→ **THE REQUEST**: From the line with "indicate the red" to the final line of the records, reproduce every line exactly and only those lines.

(Location annotation dataset excerpts)
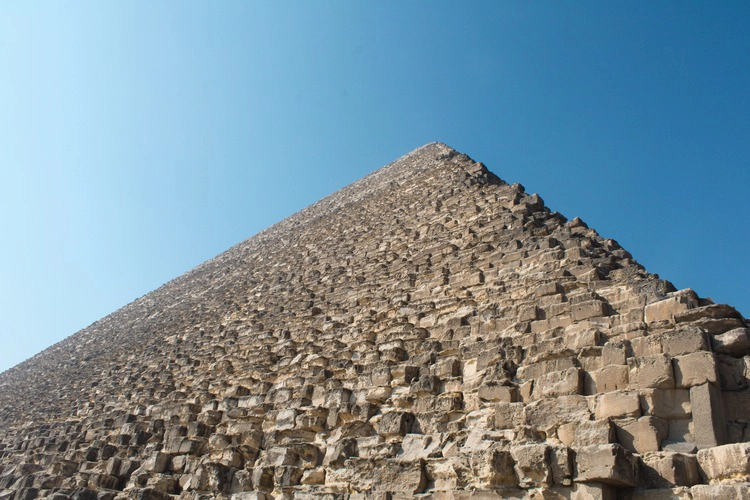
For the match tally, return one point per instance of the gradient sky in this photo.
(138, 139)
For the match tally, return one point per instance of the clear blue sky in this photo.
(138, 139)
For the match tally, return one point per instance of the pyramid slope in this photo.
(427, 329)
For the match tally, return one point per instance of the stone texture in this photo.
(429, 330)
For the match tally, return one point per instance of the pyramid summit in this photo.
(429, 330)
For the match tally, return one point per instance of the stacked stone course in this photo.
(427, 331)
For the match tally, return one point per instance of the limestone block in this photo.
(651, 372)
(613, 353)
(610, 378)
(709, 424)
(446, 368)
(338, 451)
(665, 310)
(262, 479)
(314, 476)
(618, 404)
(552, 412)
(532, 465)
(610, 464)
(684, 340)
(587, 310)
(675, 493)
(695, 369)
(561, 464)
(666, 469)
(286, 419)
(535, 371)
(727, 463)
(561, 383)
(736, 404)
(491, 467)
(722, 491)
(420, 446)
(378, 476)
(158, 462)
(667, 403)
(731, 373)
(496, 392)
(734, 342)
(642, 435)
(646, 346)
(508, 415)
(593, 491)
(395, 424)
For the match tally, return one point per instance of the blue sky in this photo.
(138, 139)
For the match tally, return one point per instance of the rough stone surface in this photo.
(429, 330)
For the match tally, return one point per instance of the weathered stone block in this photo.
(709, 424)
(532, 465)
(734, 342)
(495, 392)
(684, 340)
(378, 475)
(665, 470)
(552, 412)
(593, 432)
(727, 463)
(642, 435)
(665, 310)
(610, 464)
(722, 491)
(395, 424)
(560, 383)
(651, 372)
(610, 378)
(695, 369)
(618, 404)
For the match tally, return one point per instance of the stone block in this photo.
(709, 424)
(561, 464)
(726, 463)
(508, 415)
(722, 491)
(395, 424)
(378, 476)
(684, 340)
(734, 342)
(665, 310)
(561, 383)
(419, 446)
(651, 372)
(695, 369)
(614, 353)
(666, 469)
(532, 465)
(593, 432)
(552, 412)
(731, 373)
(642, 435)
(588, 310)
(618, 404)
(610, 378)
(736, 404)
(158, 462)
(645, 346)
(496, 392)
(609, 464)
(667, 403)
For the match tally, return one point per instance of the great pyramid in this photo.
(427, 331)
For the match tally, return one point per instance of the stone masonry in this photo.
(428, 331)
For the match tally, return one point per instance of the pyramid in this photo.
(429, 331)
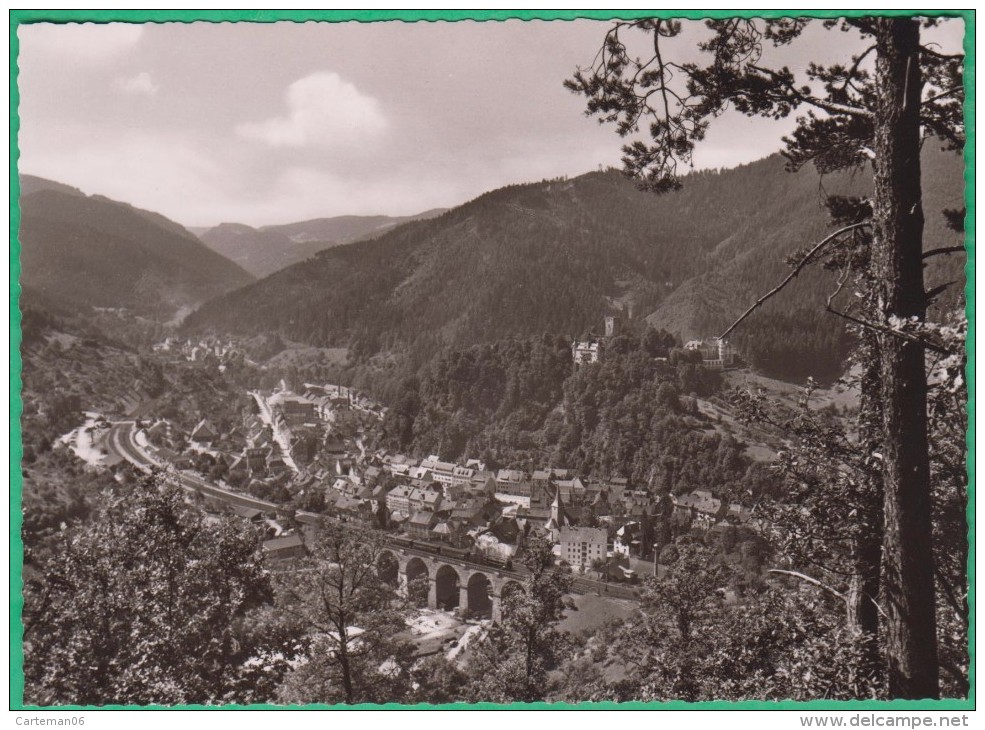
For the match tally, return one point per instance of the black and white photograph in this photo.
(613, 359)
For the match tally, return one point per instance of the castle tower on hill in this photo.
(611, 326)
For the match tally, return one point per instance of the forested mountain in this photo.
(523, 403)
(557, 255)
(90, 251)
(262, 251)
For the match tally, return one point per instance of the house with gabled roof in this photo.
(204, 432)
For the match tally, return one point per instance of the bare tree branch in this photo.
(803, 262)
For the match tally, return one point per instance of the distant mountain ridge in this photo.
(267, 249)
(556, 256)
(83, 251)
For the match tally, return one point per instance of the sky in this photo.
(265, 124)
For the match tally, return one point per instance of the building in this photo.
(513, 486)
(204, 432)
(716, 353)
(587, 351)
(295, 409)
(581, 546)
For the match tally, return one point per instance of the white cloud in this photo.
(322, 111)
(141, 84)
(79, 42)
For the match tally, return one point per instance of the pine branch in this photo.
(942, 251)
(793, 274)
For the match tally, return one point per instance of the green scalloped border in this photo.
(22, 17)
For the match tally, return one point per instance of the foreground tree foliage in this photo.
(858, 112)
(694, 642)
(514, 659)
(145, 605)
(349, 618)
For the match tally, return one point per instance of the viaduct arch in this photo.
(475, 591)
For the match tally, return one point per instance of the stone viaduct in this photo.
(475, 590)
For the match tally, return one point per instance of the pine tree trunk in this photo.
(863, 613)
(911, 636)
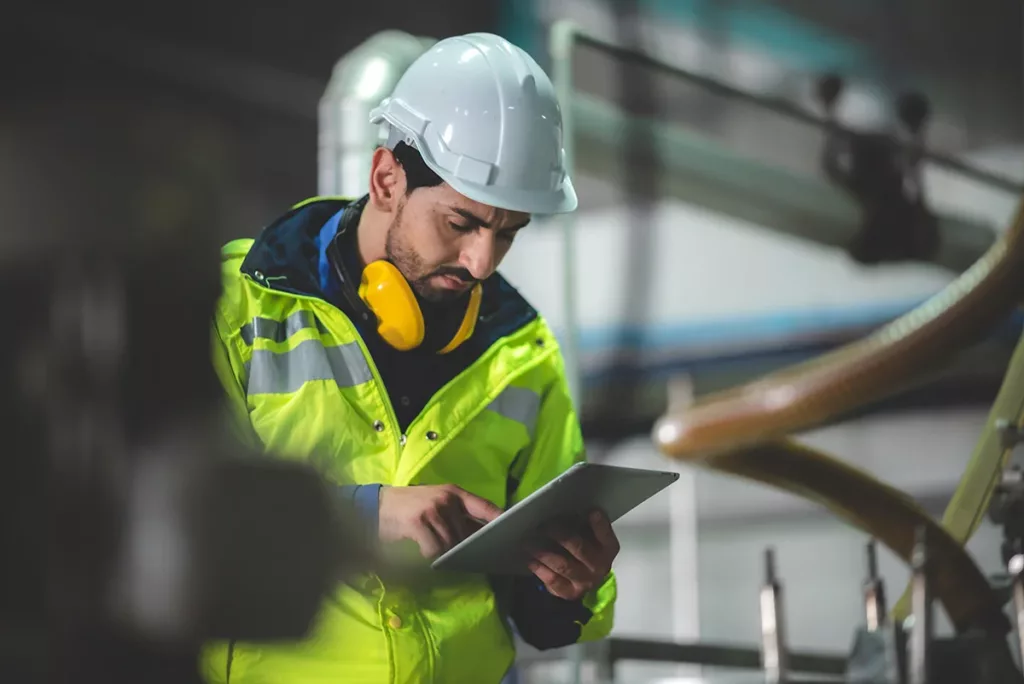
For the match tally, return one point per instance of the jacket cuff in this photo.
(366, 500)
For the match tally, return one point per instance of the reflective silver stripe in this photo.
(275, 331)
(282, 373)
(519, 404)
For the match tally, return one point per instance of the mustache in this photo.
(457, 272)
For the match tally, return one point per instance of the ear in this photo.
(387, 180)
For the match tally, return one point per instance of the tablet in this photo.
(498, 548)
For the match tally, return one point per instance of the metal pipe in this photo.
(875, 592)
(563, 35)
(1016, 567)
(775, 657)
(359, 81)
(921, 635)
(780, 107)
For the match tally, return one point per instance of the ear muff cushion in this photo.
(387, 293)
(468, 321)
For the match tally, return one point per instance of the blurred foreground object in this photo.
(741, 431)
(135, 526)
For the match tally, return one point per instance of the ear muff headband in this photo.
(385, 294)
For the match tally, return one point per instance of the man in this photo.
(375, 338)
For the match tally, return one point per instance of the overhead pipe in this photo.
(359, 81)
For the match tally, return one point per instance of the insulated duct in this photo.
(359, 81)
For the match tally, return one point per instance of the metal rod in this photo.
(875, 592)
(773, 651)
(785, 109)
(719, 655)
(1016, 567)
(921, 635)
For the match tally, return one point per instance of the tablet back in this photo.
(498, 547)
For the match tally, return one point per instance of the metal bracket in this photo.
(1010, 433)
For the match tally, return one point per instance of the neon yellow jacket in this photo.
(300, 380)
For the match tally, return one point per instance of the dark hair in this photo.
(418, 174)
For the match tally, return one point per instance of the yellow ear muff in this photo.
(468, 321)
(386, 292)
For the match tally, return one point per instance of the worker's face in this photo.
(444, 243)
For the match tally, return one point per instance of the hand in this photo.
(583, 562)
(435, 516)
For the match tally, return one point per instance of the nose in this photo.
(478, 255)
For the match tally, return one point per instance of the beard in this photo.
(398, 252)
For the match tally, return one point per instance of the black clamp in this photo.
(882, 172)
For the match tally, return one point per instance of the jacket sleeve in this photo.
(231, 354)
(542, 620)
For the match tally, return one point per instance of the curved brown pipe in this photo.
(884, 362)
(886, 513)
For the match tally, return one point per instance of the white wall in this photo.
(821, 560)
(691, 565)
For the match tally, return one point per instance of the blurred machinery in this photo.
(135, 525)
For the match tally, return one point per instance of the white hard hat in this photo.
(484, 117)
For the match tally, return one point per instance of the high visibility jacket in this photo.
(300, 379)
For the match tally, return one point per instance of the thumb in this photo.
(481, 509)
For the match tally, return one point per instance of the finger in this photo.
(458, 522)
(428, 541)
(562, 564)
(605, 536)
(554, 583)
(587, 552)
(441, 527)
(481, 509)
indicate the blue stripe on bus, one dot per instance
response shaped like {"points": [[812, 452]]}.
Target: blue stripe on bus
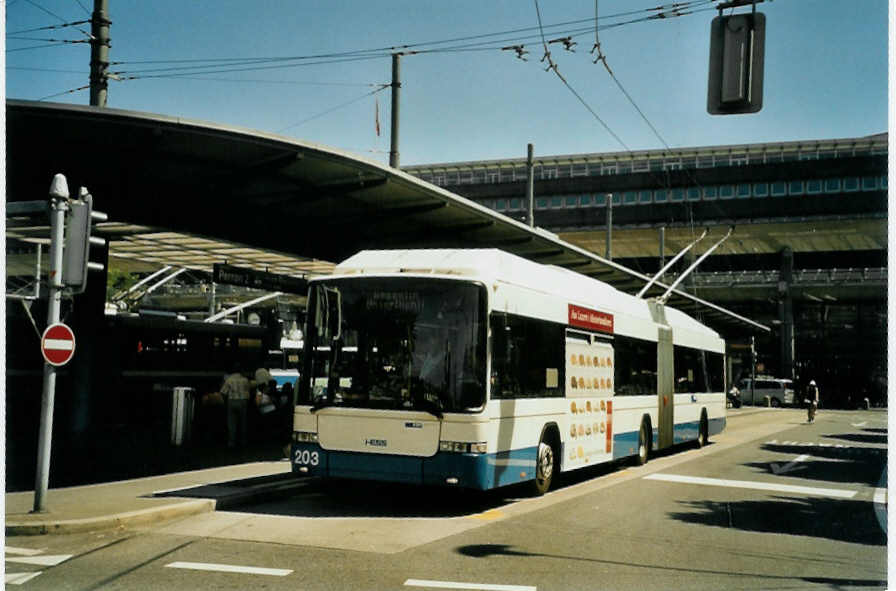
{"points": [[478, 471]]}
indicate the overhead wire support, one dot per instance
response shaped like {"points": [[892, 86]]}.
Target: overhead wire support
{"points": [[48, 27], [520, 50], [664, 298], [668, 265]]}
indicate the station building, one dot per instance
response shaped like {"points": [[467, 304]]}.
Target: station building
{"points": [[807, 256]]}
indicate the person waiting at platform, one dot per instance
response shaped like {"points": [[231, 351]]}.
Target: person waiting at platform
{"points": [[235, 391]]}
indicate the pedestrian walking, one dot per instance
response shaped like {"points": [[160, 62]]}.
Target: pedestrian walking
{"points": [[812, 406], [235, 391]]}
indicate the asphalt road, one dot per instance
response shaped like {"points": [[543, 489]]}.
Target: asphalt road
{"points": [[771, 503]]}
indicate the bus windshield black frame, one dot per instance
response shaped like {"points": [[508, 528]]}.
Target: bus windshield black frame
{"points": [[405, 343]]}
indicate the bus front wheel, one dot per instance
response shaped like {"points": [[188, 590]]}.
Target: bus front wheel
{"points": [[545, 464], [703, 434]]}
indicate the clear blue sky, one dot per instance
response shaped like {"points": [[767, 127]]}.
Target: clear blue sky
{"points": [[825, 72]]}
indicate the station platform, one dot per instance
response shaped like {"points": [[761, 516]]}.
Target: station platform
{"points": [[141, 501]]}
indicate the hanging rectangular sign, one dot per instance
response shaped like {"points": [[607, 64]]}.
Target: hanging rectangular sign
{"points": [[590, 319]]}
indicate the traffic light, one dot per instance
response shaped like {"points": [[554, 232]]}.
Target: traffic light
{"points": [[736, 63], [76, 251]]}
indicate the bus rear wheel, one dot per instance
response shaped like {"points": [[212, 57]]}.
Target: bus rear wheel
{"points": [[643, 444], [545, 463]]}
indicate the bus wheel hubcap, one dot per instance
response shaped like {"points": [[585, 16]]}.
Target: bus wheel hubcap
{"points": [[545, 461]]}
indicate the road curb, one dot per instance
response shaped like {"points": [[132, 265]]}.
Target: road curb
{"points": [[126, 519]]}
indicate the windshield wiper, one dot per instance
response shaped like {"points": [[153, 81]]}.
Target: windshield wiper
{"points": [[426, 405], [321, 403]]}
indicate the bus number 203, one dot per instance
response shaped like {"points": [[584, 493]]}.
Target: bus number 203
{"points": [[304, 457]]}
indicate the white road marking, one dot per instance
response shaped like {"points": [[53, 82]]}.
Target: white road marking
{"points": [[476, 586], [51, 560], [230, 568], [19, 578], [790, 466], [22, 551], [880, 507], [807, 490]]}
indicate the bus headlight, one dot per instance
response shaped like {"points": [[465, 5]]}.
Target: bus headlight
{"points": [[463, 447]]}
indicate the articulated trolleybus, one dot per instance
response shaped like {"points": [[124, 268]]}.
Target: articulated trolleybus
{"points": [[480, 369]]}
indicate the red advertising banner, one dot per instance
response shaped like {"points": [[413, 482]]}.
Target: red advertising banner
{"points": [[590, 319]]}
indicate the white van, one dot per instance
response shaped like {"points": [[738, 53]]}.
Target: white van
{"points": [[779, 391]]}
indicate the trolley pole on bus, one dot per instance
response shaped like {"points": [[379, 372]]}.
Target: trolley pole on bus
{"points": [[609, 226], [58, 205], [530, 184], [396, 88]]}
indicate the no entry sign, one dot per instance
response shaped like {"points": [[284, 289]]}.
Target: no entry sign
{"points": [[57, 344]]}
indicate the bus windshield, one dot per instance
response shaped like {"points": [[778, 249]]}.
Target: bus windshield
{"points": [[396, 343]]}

→ **PROBLEM SOLUTION**:
indicate the red advertising banner, one dot per instance
response shaped like {"points": [[413, 482]]}.
Target: red advertising banner
{"points": [[590, 319]]}
indicate the white van, one dot per instance
response shaped like {"points": [[738, 53]]}.
Target: white van
{"points": [[779, 391]]}
indicate the trolley pole on bus, one dot per instance
response shaped like {"points": [[379, 372]]}.
Target: trolley pole on bus
{"points": [[609, 226], [58, 205], [530, 184], [396, 88]]}
indicate the no entry sign, one dot per instance
response shaped like {"points": [[284, 289]]}.
Target: no entry sign
{"points": [[57, 344]]}
indicate the bus windshield, one dot per instance
response shaped like {"points": [[778, 249]]}.
Target: bus windshield
{"points": [[396, 343]]}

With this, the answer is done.